To be done:
1. Using the article on Kent's downtown master planning, answer each question below:
(a) How many people came to the Bowman Breakfast lecture?
(b) In what year did Kent hire Chan Krieger Sieniewicz?
(c) What cut Erie Street in the 1970s?
2. Render this sentence from the article on Kent's downtown master planning in Spanish: "Kent hired the firm in 2008 to assist in balancing the development projects proposed and under way in the downtown area."
3. Write the next part of the article on Kent's downtown master planning, starting after its final sentence.

>> begin Selected passage

Talk of master planning efforts to connect downtown Kent with Kent State University drew more than 200 area business professionals to the Kent American Legion Hall on Mogadore Road for the twice-yearly Bowman Breakfast lecture series Thursday morning.

 

Speaker Alan Mountjoy is a partner at the Massachusetts-based urban design firm Chan Krieger Sieniewicz. Kent hired the firm in 2008 to assist in balancing the development projects proposed and under way in the downtown area.

 

To do so, Mountjoy spent the past eight months working with planners from KSU, the Portage Area Regional Transportation Authority, the city and private development firms on projects including the Kent Central Gateway multi-modal facility, a hotel and conference center, Fairmount Properties’ mixed-use development and a proposed 20,000-square-foot university welcome center just east of Haymaker Parkway.

 

“All these projects make a bit of a crazy quilt, if you will, of possibilities in between the town and the university,” Mountjoy said. “It was really our job to look at this and say, ‘how can we calibrate all these proposals.’”

 

Mountjoy designed a master plan for the Commonwealth Flats in South Boston for the Massachusetts Port Authority. The Boston project included two years of design review on developer proposals during the master plan build-out. Mountjoy currently lectures at the Harvard Office of Executive Education on urban design.

 

He addressed several topics in detail at the Bowman Breakfast. 

 

First, Mountjoy talked about linking paths along the Cuyahoga River, including the Portage Hike and Bike Trail, with Kent State University and its Esplanade through multiple routes. He also discussed the planned re-emergence of Erie Street — severed in the 1970s by Haymaker Parkway — as a retail-rich link between the city and university.

>> end Selected passage
>> begin Rows

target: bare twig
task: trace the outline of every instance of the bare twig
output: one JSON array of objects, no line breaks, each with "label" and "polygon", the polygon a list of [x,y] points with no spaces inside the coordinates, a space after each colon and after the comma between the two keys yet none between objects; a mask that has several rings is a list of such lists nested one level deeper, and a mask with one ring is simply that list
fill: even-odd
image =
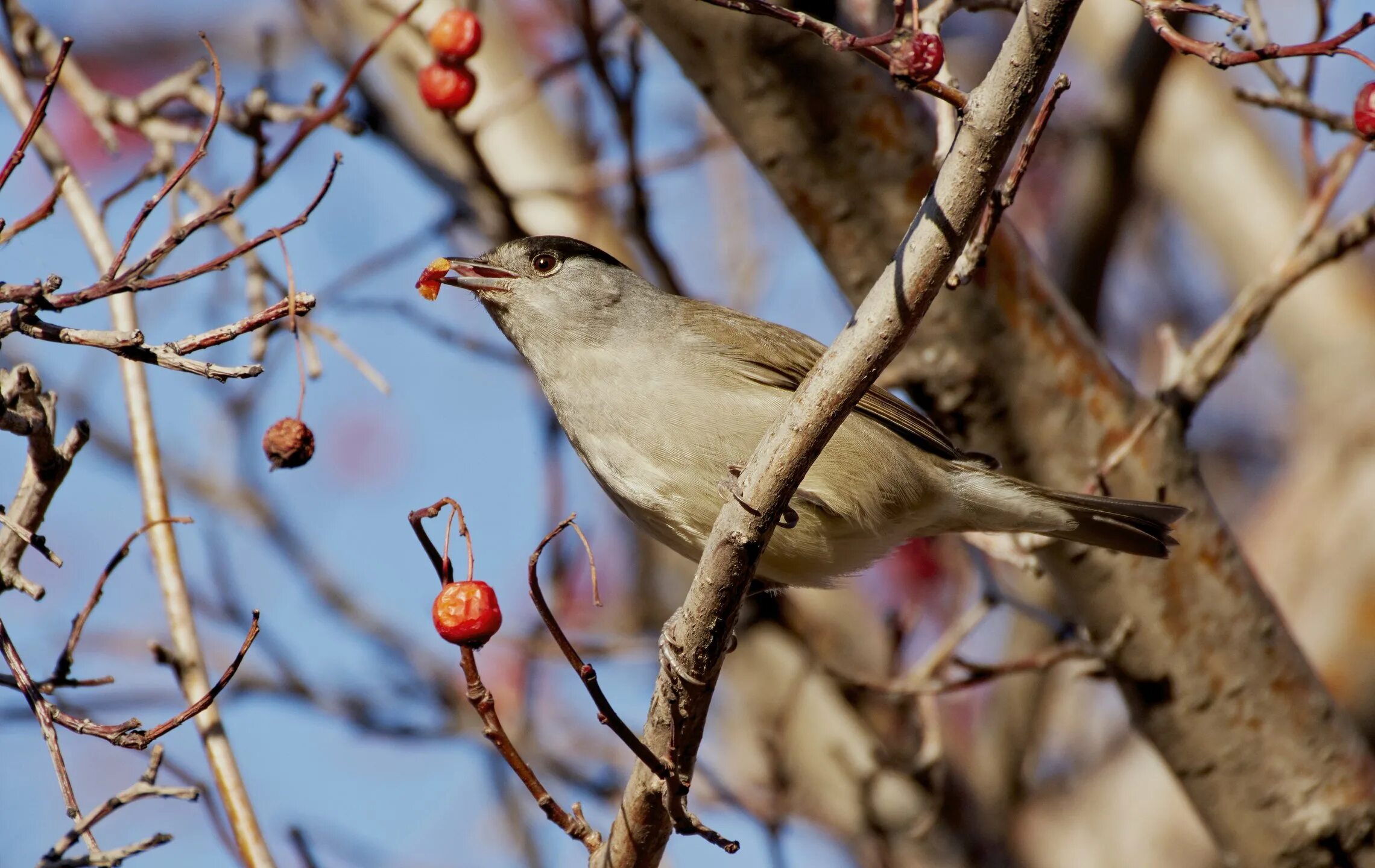
[{"label": "bare twig", "polygon": [[[59,172],[56,179],[54,179],[52,181],[52,190],[50,190],[48,195],[43,198],[43,202],[38,202],[37,207],[34,207],[32,212],[29,212],[15,222],[4,227],[4,231],[0,232],[0,244],[6,244],[14,240],[14,238],[21,232],[23,232],[25,229],[30,229],[34,225],[51,217],[54,209],[56,209],[58,206],[58,196],[62,195],[62,184],[65,184],[66,180],[67,180],[67,173]],[[0,224],[3,224],[3,221],[0,221]]]},{"label": "bare twig", "polygon": [[[4,655],[6,663],[10,665],[15,684],[23,691],[23,698],[29,700],[33,716],[38,718],[38,728],[43,731],[43,740],[48,746],[48,755],[52,758],[52,768],[58,775],[58,788],[62,791],[62,801],[67,806],[67,816],[76,820],[81,816],[81,806],[77,803],[77,794],[72,788],[72,777],[67,775],[67,764],[62,758],[62,749],[58,746],[58,731],[52,725],[52,713],[48,709],[47,700],[43,699],[38,689],[33,685],[33,678],[29,677],[29,670],[25,667],[23,661],[19,659],[19,651],[14,647],[14,641],[4,629],[3,621],[0,621],[0,654]],[[96,846],[95,835],[82,830],[82,836],[91,852],[98,853],[99,847]],[[73,838],[73,841],[76,839]]]},{"label": "bare twig", "polygon": [[[296,295],[296,316],[305,316],[314,309],[314,295],[307,295],[305,293],[298,293]],[[170,341],[162,346],[166,347],[168,352],[176,353],[177,356],[190,356],[191,353],[198,353],[212,346],[228,343],[241,335],[257,331],[258,328],[270,326],[287,316],[292,316],[292,304],[289,299],[283,298],[271,308],[264,308],[252,316],[243,317],[238,323],[220,326],[219,328],[212,328],[210,331],[205,331],[198,335],[182,338],[180,341]]]},{"label": "bare twig", "polygon": [[[169,717],[168,720],[162,721],[161,724],[158,724],[151,729],[140,729],[143,724],[136,717],[131,717],[122,724],[95,724],[91,722],[89,720],[78,720],[72,714],[67,714],[66,711],[63,711],[54,703],[48,702],[47,699],[44,699],[43,703],[51,713],[52,721],[60,727],[66,727],[72,732],[80,735],[92,735],[98,739],[104,739],[106,742],[114,744],[116,747],[128,747],[129,750],[144,750],[153,742],[158,740],[168,732],[172,732],[173,729],[176,729],[186,721],[191,720],[192,717],[202,714],[206,709],[210,707],[210,703],[214,702],[214,698],[220,695],[220,691],[228,687],[230,680],[234,678],[234,674],[239,670],[239,666],[243,663],[243,656],[249,652],[249,648],[253,646],[253,640],[257,639],[257,635],[258,635],[258,611],[254,608],[253,621],[249,625],[248,636],[243,637],[243,644],[239,646],[238,654],[234,655],[234,661],[231,661],[228,667],[226,667],[224,674],[220,676],[220,680],[216,681],[214,685],[205,692],[205,695],[199,696],[195,702],[192,702],[191,705],[182,709],[180,711],[177,711],[176,714],[173,714],[172,717]],[[180,661],[176,662],[180,663]],[[175,669],[177,672],[179,680],[184,680],[184,673],[182,672],[182,667],[175,666]]]},{"label": "bare twig", "polygon": [[1243,103],[1251,103],[1262,108],[1280,108],[1297,114],[1306,121],[1317,121],[1323,126],[1339,133],[1356,133],[1356,125],[1349,114],[1323,108],[1302,93],[1257,93],[1246,88],[1235,88],[1232,93]]},{"label": "bare twig", "polygon": [[386,37],[389,37],[399,26],[402,26],[415,12],[415,10],[421,7],[421,3],[422,0],[415,0],[415,3],[406,7],[400,14],[392,18],[392,22],[386,25],[386,27],[377,36],[377,38],[368,43],[367,48],[363,49],[363,54],[360,54],[358,59],[353,60],[353,65],[349,67],[348,73],[344,74],[344,81],[340,82],[338,91],[334,93],[334,99],[331,99],[329,103],[322,106],[315,113],[301,118],[301,122],[292,132],[292,136],[286,140],[286,143],[276,152],[276,155],[271,161],[254,166],[253,174],[249,176],[249,179],[243,181],[243,184],[241,184],[235,191],[234,198],[236,201],[242,202],[254,190],[263,185],[264,181],[276,174],[278,169],[280,169],[282,165],[287,159],[290,159],[292,154],[294,154],[296,148],[298,148],[301,143],[305,141],[307,136],[319,129],[320,125],[329,122],[330,119],[344,113],[344,110],[348,107],[348,92],[353,87],[353,82],[358,81],[358,77],[363,73],[363,67],[367,66],[367,62],[373,59],[373,55],[377,54],[377,49],[382,47],[382,43],[386,41]]},{"label": "bare twig", "polygon": [[965,244],[964,253],[960,254],[960,261],[956,262],[950,276],[946,277],[946,286],[952,290],[968,283],[974,272],[983,264],[983,258],[989,253],[989,239],[993,238],[993,232],[998,228],[1002,212],[1012,207],[1012,202],[1018,196],[1018,187],[1022,184],[1022,176],[1026,174],[1027,168],[1031,165],[1031,155],[1035,154],[1035,146],[1041,141],[1041,133],[1050,121],[1050,113],[1055,111],[1055,104],[1060,100],[1060,95],[1068,89],[1070,77],[1060,73],[1055,84],[1050,85],[1050,92],[1041,103],[1041,110],[1037,111],[1035,119],[1031,121],[1031,129],[1022,141],[1022,150],[1018,151],[1012,170],[1008,172],[1008,180],[1004,181],[1001,190],[996,190],[989,196],[989,205],[984,206],[979,228],[975,231],[974,238],[969,239],[969,243]]},{"label": "bare twig", "polygon": [[81,611],[72,619],[72,630],[67,633],[67,641],[62,647],[62,652],[58,655],[56,665],[52,667],[52,681],[55,684],[65,684],[67,681],[67,676],[72,674],[72,656],[76,654],[77,643],[81,641],[81,630],[85,629],[85,622],[95,610],[95,604],[100,602],[100,595],[104,593],[104,582],[110,578],[110,574],[114,573],[114,567],[120,566],[120,563],[129,556],[129,547],[133,545],[133,541],[138,540],[139,536],[146,533],[150,527],[153,527],[153,525],[161,525],[164,522],[190,525],[191,519],[182,515],[158,519],[157,522],[150,522],[143,527],[139,527],[124,540],[120,549],[114,552],[110,562],[104,564],[104,569],[100,571],[100,577],[95,580],[95,586],[91,588],[91,596],[87,597],[85,606],[82,606]]},{"label": "bare twig", "polygon": [[483,677],[477,672],[477,659],[473,656],[473,650],[468,647],[463,648],[463,676],[468,678],[468,700],[473,705],[477,716],[483,718],[483,735],[496,747],[502,760],[512,766],[520,781],[525,784],[525,788],[535,798],[535,803],[544,812],[550,823],[564,830],[569,838],[580,841],[588,853],[595,852],[601,846],[601,832],[587,824],[587,819],[583,817],[582,806],[578,802],[573,802],[572,812],[564,810],[554,801],[554,797],[549,794],[549,790],[544,788],[544,784],[539,783],[539,777],[535,776],[529,764],[521,758],[520,751],[516,750],[516,746],[512,744],[510,738],[506,735],[500,717],[496,716],[496,700],[492,699],[491,691],[483,684]]},{"label": "bare twig", "polygon": [[[257,235],[254,238],[250,238],[249,240],[243,242],[242,244],[234,247],[232,250],[228,250],[228,251],[226,251],[226,253],[223,253],[223,254],[220,254],[220,255],[217,255],[214,258],[210,258],[210,260],[208,260],[205,262],[201,262],[199,265],[195,265],[195,266],[188,268],[186,271],[180,271],[180,272],[176,272],[173,275],[164,275],[162,277],[142,277],[140,276],[144,272],[147,272],[147,269],[153,268],[153,265],[155,265],[157,262],[161,262],[164,258],[166,258],[166,255],[169,253],[172,253],[172,250],[175,247],[177,247],[179,244],[182,244],[182,242],[184,242],[186,238],[190,233],[192,233],[197,229],[199,229],[199,228],[202,228],[202,227],[213,222],[216,218],[223,217],[224,214],[232,212],[234,210],[234,205],[235,205],[235,199],[232,198],[232,194],[227,194],[226,198],[224,198],[224,201],[221,201],[221,203],[217,207],[206,210],[206,212],[202,212],[199,217],[195,217],[190,222],[184,224],[180,229],[177,229],[175,233],[169,235],[161,244],[158,244],[146,257],[143,257],[142,260],[139,260],[133,265],[129,265],[128,268],[125,268],[124,272],[120,273],[118,276],[116,276],[116,277],[113,277],[110,280],[99,280],[99,282],[92,283],[91,286],[88,286],[88,287],[85,287],[82,290],[77,290],[74,293],[62,293],[62,294],[56,294],[56,295],[48,295],[47,299],[45,299],[45,305],[44,306],[48,306],[48,308],[51,308],[54,310],[65,310],[67,308],[74,308],[77,305],[84,305],[84,304],[88,304],[88,302],[92,302],[92,301],[96,301],[96,299],[100,299],[100,298],[107,298],[107,297],[118,295],[118,294],[122,294],[122,293],[140,293],[140,291],[146,291],[146,290],[157,290],[160,287],[172,286],[173,283],[183,283],[186,280],[190,280],[191,277],[198,277],[198,276],[209,273],[212,271],[220,271],[220,269],[226,268],[234,260],[242,257],[245,253],[248,253],[250,250],[254,250],[257,247],[261,247],[263,244],[268,243],[270,240],[272,240],[274,238],[276,238],[279,235],[285,235],[285,233],[290,232],[292,229],[297,229],[297,228],[305,225],[305,222],[311,218],[311,214],[315,212],[315,209],[319,206],[319,203],[324,199],[324,194],[329,192],[330,185],[334,183],[334,172],[338,169],[338,165],[340,165],[341,161],[342,161],[342,155],[341,154],[334,154],[334,159],[330,163],[330,170],[326,173],[324,181],[320,184],[320,188],[315,192],[315,196],[311,199],[311,202],[307,203],[305,209],[301,210],[301,213],[296,216],[296,220],[292,220],[290,222],[286,222],[286,224],[283,224],[280,227],[275,227],[272,229],[268,229],[267,232],[263,232],[263,233],[260,233],[260,235]],[[38,297],[38,293],[34,293],[34,291],[28,291],[28,293],[23,293],[23,291],[21,291],[21,293],[12,293],[12,291],[11,293],[0,293],[0,302],[6,302],[6,301],[10,301],[10,302],[29,302],[29,301],[33,301],[37,297]]]},{"label": "bare twig", "polygon": [[116,795],[106,799],[99,808],[88,813],[87,816],[77,820],[76,825],[72,827],[67,834],[58,839],[52,849],[43,854],[38,860],[37,868],[59,868],[63,865],[118,865],[121,860],[125,860],[136,853],[143,853],[155,846],[161,846],[172,841],[170,835],[153,835],[140,842],[129,845],[126,847],[120,847],[118,850],[107,850],[106,853],[98,853],[94,847],[88,857],[66,860],[63,856],[77,839],[89,834],[91,827],[94,827],[100,820],[104,820],[111,813],[146,798],[175,798],[187,802],[194,802],[199,792],[195,787],[160,787],[157,786],[158,766],[162,762],[162,746],[158,744],[153,749],[153,755],[148,757],[148,768],[143,772],[136,783],[121,790]]},{"label": "bare twig", "polygon": [[1185,415],[1232,369],[1261,334],[1265,320],[1304,277],[1360,249],[1375,236],[1375,207],[1317,232],[1272,273],[1238,294],[1236,301],[1189,349],[1184,369],[1166,390],[1166,402]]},{"label": "bare twig", "polygon": [[214,107],[210,110],[210,119],[205,124],[205,132],[201,133],[201,140],[195,143],[195,150],[191,155],[186,158],[186,162],[168,176],[166,183],[162,184],[161,190],[153,194],[151,199],[143,203],[139,209],[138,216],[135,216],[133,222],[129,224],[129,231],[124,233],[124,243],[120,244],[120,250],[116,251],[114,258],[110,260],[110,265],[104,269],[103,282],[110,282],[117,273],[120,273],[120,266],[124,265],[124,257],[129,255],[129,246],[133,243],[133,238],[143,228],[144,221],[147,221],[148,214],[158,206],[162,199],[166,198],[169,192],[176,190],[176,185],[182,183],[182,179],[195,166],[195,163],[205,159],[208,151],[206,146],[210,143],[210,136],[214,135],[214,128],[220,124],[220,107],[224,106],[224,81],[220,77],[220,56],[214,54],[214,47],[210,45],[210,40],[206,38],[205,33],[201,33],[201,43],[205,44],[205,49],[210,54],[210,67],[214,70]]},{"label": "bare twig", "polygon": [[[11,21],[14,21],[16,11],[22,11],[16,0],[7,0],[6,10],[10,12]],[[47,34],[36,22],[30,21],[29,27],[38,37],[47,36],[51,38],[51,34]],[[30,33],[30,36],[33,34]],[[32,111],[23,89],[23,78],[7,55],[0,55],[0,95],[3,95],[12,114],[22,117],[28,111]],[[34,135],[33,146],[38,150],[50,173],[70,170],[70,163],[62,147],[52,136],[45,135],[45,130],[40,129]],[[103,273],[114,260],[114,247],[110,243],[95,203],[80,183],[65,184],[62,196],[72,212],[82,240],[91,251],[96,268]],[[138,310],[132,295],[122,294],[113,297],[110,299],[110,313],[111,326],[116,331],[138,331]],[[129,412],[133,466],[143,494],[144,518],[150,522],[170,518],[166,488],[162,478],[162,457],[153,420],[153,401],[148,396],[144,367],[129,360],[120,360],[120,365],[122,375],[121,385]],[[168,626],[180,663],[177,672],[182,692],[188,699],[198,699],[208,692],[209,677],[205,672],[201,643],[195,629],[195,617],[191,610],[186,578],[182,574],[176,536],[172,533],[170,525],[162,523],[154,526],[148,532],[148,542],[153,549],[158,586],[162,591],[162,600],[166,607]],[[226,813],[230,817],[230,825],[234,828],[241,854],[250,868],[270,868],[274,864],[272,856],[257,825],[253,805],[234,758],[234,751],[230,746],[224,724],[220,720],[219,710],[209,706],[199,714],[197,717],[197,729],[201,733],[206,760],[214,772],[216,784],[224,799]]]},{"label": "bare twig", "polygon": [[1156,32],[1156,34],[1159,34],[1160,38],[1169,43],[1174,51],[1203,58],[1218,69],[1240,66],[1243,63],[1261,63],[1262,60],[1275,60],[1279,58],[1305,58],[1313,55],[1330,56],[1336,54],[1338,48],[1356,38],[1368,27],[1375,26],[1375,12],[1365,12],[1354,25],[1331,38],[1314,40],[1312,43],[1301,43],[1297,45],[1276,45],[1275,43],[1269,43],[1248,51],[1229,51],[1222,43],[1206,43],[1180,33],[1167,18],[1167,14],[1172,11],[1170,7],[1177,4],[1159,3],[1158,0],[1137,1],[1141,4],[1145,22],[1152,30]]},{"label": "bare twig", "polygon": [[[688,788],[690,779],[685,775],[679,775],[674,762],[660,760],[654,755],[649,746],[639,740],[639,736],[631,731],[626,721],[616,714],[616,709],[612,707],[610,700],[606,699],[606,694],[602,692],[601,685],[597,683],[597,670],[583,661],[573,648],[573,643],[568,641],[568,635],[564,633],[564,628],[560,626],[558,619],[554,617],[553,610],[549,608],[549,603],[544,600],[544,592],[539,588],[539,555],[544,551],[544,547],[564,532],[565,527],[573,527],[578,530],[578,536],[582,537],[582,530],[573,521],[578,515],[569,515],[557,527],[550,530],[539,545],[535,547],[534,553],[529,556],[529,599],[535,602],[535,608],[539,611],[539,617],[544,621],[544,626],[549,629],[549,635],[554,637],[554,644],[564,654],[568,665],[573,667],[578,677],[582,680],[583,687],[587,688],[587,695],[593,698],[593,705],[597,706],[597,721],[608,727],[616,733],[630,753],[635,754],[635,758],[645,764],[645,766],[653,772],[660,780],[664,781],[667,792],[666,799],[668,799],[668,810],[674,816],[674,825],[676,831],[682,835],[700,835],[711,843],[716,845],[726,853],[734,853],[740,849],[740,842],[730,841],[719,832],[707,827],[696,814],[688,810]],[[587,538],[583,538],[583,545],[587,545]],[[587,560],[591,564],[593,575],[595,575],[595,564],[593,564],[591,548],[587,548]],[[670,757],[672,753],[670,751]]]},{"label": "bare twig", "polygon": [[[865,60],[881,67],[884,71],[890,67],[890,58],[881,48],[874,44],[869,44],[868,37],[855,36],[844,29],[821,21],[820,18],[813,18],[806,12],[799,12],[789,10],[774,3],[767,3],[766,0],[701,0],[703,3],[710,3],[711,5],[719,5],[725,10],[733,10],[736,12],[745,12],[747,15],[763,15],[764,18],[773,18],[798,27],[799,30],[806,30],[808,33],[815,33],[821,37],[821,41],[836,51],[852,51]],[[890,34],[884,34],[884,41],[891,38]],[[874,37],[879,38],[879,37]],[[924,91],[936,99],[943,99],[960,111],[964,111],[968,103],[968,96],[964,95],[957,88],[952,88],[947,84],[939,81],[921,81],[914,84],[916,89]]]},{"label": "bare twig", "polygon": [[72,37],[65,37],[62,47],[58,49],[58,59],[52,63],[52,71],[43,80],[43,92],[38,93],[38,102],[33,106],[29,122],[25,125],[23,132],[19,133],[19,140],[14,144],[14,150],[10,151],[10,159],[0,169],[0,187],[4,187],[6,181],[10,180],[10,174],[23,162],[23,154],[29,148],[29,141],[33,140],[33,135],[38,132],[38,126],[48,115],[48,100],[52,99],[52,89],[58,85],[58,77],[62,74],[62,63],[67,59],[69,51],[72,51]]},{"label": "bare twig", "polygon": [[30,542],[37,542],[38,549],[52,558],[37,529],[58,486],[72,468],[72,459],[89,438],[91,429],[85,420],[78,420],[60,445],[54,442],[56,396],[43,391],[37,372],[29,365],[0,371],[0,397],[7,408],[0,416],[0,427],[29,438],[29,456],[19,488],[10,508],[4,511],[7,533],[0,534],[0,591],[18,588],[38,599],[43,588],[25,578],[19,560]]},{"label": "bare twig", "polygon": [[645,251],[645,258],[649,260],[654,273],[659,275],[659,284],[674,295],[682,295],[683,290],[678,282],[678,273],[668,264],[668,258],[660,249],[659,240],[649,225],[649,194],[645,190],[645,176],[641,170],[639,137],[637,136],[635,122],[635,102],[639,93],[641,78],[639,34],[630,34],[630,48],[627,52],[630,81],[622,89],[616,87],[616,82],[610,77],[610,69],[606,66],[606,55],[601,48],[605,29],[597,26],[591,0],[579,0],[578,29],[583,37],[587,66],[591,69],[593,77],[601,87],[602,93],[610,102],[612,111],[616,114],[616,129],[626,148],[626,183],[630,188],[630,202],[626,206],[626,212],[630,232],[639,242],[639,246]]}]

>> end Rows

Written responses:
1.
(a) More than 200 area business professionals.
(b) 2008.
(c) Haymaker Parkway.

2. Kent contrató a la firma en 2008 para ayudar a equilibrar los proyectos de desarrollo propuestos y en curso en la zona del centro.

3.
 

Parking must be a common resource, Mountjoy said, and should include attractive pedestrian facilities combined with the multi-modal transit facility, which is planned to rise at the northeast corner of Erie Street and South DePeyster Street. 

 

Across from the transit center, a hotel and conference center would stand west of Haymaker Parkway opposite two university buildings, including  the 20,000-square-foot visitor center, and compliment the city and university gateway.

 

A key planning element would be to preserve the Campus Link neighborhood between Haymaker Parkway and South Lincoln Street, Mountjoy said.

 

“That could be a very attractive neighborhood if it’s treated correctly,” he said. “It’s important to stabilize it and ensure that it improves over time through selective in-fill and selective replacement of buildings, retention of buildings and fixing up of buildings.”

 

Mountjoy said the development frame work created will allow each individual project to proceed at its own pace as land, funding and other key elements come together.

 

“What you see before you is in fact not exactly a plan, per say, because many of the elements will continue to evolve over time,” Mountjoy said. “But we do feel we have created a frame work by which the city can test, and judge, a variety of proposals ... that allow(s) the city to decide how to spend its resources in the process of making this vision a reality.”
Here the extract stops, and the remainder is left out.